INSTRUCTIONS TO FOLLOW. Below are entries to return in full. Keep each one exact.

══ MATERIAL FOR THIS TASK ══

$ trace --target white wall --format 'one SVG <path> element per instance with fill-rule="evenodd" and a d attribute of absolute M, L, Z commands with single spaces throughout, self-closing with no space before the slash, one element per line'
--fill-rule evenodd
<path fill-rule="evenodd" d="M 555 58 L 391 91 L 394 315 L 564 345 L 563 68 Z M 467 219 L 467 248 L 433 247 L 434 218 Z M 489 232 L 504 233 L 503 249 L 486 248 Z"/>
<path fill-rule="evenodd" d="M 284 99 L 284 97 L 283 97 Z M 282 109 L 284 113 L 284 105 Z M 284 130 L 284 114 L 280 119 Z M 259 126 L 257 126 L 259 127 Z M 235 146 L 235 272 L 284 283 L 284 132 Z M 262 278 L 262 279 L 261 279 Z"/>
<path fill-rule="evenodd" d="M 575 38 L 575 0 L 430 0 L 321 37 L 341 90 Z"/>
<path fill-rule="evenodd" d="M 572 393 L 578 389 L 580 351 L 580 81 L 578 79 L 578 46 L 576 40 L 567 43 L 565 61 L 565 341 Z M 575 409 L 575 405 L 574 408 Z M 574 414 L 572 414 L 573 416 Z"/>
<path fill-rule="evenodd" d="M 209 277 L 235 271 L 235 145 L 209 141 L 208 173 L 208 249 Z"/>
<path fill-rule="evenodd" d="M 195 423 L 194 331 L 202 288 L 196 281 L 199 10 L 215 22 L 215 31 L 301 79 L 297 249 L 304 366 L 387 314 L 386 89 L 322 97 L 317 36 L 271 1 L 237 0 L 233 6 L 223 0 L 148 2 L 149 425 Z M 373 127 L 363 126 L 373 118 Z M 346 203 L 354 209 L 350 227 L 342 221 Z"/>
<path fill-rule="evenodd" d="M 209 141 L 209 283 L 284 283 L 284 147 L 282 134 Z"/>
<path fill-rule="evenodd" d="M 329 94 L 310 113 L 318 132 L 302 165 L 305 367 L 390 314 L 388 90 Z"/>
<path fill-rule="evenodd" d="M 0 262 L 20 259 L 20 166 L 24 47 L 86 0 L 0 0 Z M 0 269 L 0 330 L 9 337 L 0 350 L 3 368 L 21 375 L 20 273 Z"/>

═══

RESULT.
$ trace --target white wall --format 'one SVG <path> element per instance with fill-rule="evenodd" and a d attribute of absolute M, L, Z commands with single spaces throughout, self-closing with no space before the slash, one element per line'
--fill-rule evenodd
<path fill-rule="evenodd" d="M 555 58 L 391 91 L 394 315 L 564 345 L 563 68 Z M 467 219 L 467 248 L 433 247 L 434 218 Z M 489 232 L 504 233 L 503 249 L 486 248 Z"/>
<path fill-rule="evenodd" d="M 284 99 L 284 97 L 283 97 Z M 282 109 L 284 113 L 284 105 Z M 284 130 L 284 114 L 280 119 Z M 259 126 L 257 126 L 259 127 Z M 235 146 L 235 272 L 284 283 L 284 132 Z M 262 278 L 262 279 L 261 279 Z"/>
<path fill-rule="evenodd" d="M 575 38 L 575 0 L 430 0 L 321 37 L 341 90 Z"/>
<path fill-rule="evenodd" d="M 572 393 L 578 389 L 580 351 L 580 81 L 578 79 L 578 46 L 576 40 L 567 43 L 565 61 L 565 341 Z M 575 409 L 575 405 L 574 408 Z M 574 414 L 572 414 L 573 416 Z"/>
<path fill-rule="evenodd" d="M 209 277 L 235 271 L 235 145 L 209 141 L 208 173 L 208 249 Z"/>
<path fill-rule="evenodd" d="M 195 423 L 194 331 L 202 288 L 196 281 L 199 10 L 215 22 L 215 31 L 301 79 L 297 249 L 304 366 L 387 314 L 386 89 L 322 97 L 317 36 L 271 1 L 237 0 L 233 6 L 223 0 L 148 2 L 149 425 Z M 373 127 L 363 126 L 373 118 Z M 346 203 L 354 209 L 350 227 L 342 221 Z"/>
<path fill-rule="evenodd" d="M 209 141 L 209 283 L 284 283 L 284 147 L 282 134 Z"/>
<path fill-rule="evenodd" d="M 329 94 L 310 113 L 318 132 L 302 165 L 305 367 L 390 314 L 388 90 Z"/>
<path fill-rule="evenodd" d="M 0 262 L 20 259 L 20 166 L 24 47 L 86 0 L 0 0 Z M 0 269 L 0 330 L 9 337 L 0 350 L 3 368 L 21 375 L 20 273 Z"/>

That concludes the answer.